Extracted records:

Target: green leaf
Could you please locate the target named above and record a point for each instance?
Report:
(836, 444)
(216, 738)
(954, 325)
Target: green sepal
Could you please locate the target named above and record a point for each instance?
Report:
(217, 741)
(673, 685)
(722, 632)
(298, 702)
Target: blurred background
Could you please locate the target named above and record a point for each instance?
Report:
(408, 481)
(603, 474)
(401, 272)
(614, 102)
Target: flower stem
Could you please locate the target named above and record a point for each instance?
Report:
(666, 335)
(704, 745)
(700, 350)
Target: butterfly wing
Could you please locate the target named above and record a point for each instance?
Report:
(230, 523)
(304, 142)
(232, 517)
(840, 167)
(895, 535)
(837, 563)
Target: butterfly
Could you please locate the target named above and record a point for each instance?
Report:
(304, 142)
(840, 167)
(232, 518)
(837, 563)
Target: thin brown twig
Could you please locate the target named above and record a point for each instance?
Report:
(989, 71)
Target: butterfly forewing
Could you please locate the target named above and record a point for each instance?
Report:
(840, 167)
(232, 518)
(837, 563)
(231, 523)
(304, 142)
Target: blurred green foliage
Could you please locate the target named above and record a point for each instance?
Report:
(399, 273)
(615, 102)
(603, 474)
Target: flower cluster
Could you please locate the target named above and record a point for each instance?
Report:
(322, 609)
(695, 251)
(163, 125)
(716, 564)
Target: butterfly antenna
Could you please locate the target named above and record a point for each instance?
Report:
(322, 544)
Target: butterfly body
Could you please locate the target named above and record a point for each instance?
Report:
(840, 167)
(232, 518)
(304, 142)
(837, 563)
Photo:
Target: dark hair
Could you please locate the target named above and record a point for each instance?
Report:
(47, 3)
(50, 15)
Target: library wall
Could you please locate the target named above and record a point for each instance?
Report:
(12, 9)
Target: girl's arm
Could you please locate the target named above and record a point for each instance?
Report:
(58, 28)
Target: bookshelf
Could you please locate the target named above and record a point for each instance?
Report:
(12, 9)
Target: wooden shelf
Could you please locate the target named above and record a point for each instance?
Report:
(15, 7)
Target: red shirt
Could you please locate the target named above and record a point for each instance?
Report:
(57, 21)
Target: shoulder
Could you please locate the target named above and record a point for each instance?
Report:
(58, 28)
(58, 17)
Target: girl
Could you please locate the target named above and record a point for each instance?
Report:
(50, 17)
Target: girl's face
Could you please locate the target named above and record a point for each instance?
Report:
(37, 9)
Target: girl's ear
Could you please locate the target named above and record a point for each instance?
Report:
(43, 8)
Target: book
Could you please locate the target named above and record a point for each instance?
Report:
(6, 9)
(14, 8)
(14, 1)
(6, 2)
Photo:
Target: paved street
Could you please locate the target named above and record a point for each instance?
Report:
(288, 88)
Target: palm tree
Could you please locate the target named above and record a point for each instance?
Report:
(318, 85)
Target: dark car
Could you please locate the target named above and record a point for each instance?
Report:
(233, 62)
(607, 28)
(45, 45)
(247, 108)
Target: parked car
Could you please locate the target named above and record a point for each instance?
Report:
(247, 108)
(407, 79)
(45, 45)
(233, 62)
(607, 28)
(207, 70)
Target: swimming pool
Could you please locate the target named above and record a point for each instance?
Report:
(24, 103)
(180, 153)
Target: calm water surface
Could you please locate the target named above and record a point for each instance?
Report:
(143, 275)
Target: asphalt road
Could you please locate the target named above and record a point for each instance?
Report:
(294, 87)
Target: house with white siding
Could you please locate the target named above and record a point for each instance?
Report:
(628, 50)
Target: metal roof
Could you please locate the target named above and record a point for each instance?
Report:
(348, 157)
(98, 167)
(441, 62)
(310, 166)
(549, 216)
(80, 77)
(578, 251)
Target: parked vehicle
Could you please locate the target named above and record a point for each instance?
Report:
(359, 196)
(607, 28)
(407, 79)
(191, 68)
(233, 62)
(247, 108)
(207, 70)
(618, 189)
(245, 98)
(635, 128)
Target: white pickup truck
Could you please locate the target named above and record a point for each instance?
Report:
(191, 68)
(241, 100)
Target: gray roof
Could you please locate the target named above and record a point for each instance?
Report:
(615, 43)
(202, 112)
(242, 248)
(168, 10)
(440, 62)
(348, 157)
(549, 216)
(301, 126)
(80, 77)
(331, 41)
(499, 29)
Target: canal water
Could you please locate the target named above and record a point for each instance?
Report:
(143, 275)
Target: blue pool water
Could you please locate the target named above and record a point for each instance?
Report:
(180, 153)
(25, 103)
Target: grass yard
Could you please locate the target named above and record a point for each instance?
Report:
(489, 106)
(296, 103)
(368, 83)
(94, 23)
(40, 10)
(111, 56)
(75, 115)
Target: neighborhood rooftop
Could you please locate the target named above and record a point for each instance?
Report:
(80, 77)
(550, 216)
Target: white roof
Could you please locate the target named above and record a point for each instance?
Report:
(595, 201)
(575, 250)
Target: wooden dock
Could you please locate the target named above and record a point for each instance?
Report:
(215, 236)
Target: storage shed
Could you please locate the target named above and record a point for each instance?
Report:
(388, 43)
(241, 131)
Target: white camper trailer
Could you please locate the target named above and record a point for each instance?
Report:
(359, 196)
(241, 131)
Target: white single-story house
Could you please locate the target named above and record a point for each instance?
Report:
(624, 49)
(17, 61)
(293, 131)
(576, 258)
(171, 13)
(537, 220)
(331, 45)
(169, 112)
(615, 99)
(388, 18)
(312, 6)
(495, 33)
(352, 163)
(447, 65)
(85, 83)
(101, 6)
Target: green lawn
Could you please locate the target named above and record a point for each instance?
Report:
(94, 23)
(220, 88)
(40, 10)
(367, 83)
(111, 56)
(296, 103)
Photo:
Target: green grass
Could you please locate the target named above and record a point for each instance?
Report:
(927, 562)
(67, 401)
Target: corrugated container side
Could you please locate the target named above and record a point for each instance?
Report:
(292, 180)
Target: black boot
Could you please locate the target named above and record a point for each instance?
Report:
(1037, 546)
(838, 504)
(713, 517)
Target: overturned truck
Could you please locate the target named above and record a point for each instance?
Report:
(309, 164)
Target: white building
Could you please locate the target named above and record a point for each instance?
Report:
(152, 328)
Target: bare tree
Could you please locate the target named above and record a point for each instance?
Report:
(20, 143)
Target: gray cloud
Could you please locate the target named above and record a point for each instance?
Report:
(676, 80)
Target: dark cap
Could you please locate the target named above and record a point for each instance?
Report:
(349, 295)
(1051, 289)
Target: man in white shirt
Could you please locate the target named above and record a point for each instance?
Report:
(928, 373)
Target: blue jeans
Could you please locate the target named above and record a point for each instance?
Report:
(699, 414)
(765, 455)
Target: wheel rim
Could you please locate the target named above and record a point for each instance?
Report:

_The task:_ From the line with "Target: bare tree" to the last line of the material, give every line again exactly, and only those lines.

_Reply:_
Target: bare tree
Could you please locate the target named above and record a point for each instance?
Report:
(20, 143)
Target: gray cloud
Could you please locate the target named above and record a point for each instance?
Report:
(676, 80)
Target: dark cap
Could you please locate the target named above and record a point for each instance?
Report:
(349, 295)
(1051, 289)
Target: man in white shirt
Could you please locate the target named above and record a point for each instance?
Report:
(928, 373)
Target: blue jeans
Could you please locate the target named above and record a point for each instance?
Report:
(699, 414)
(765, 455)
Target: wheel rim
Could you please locate the target named above and record a point for each instance?
Report:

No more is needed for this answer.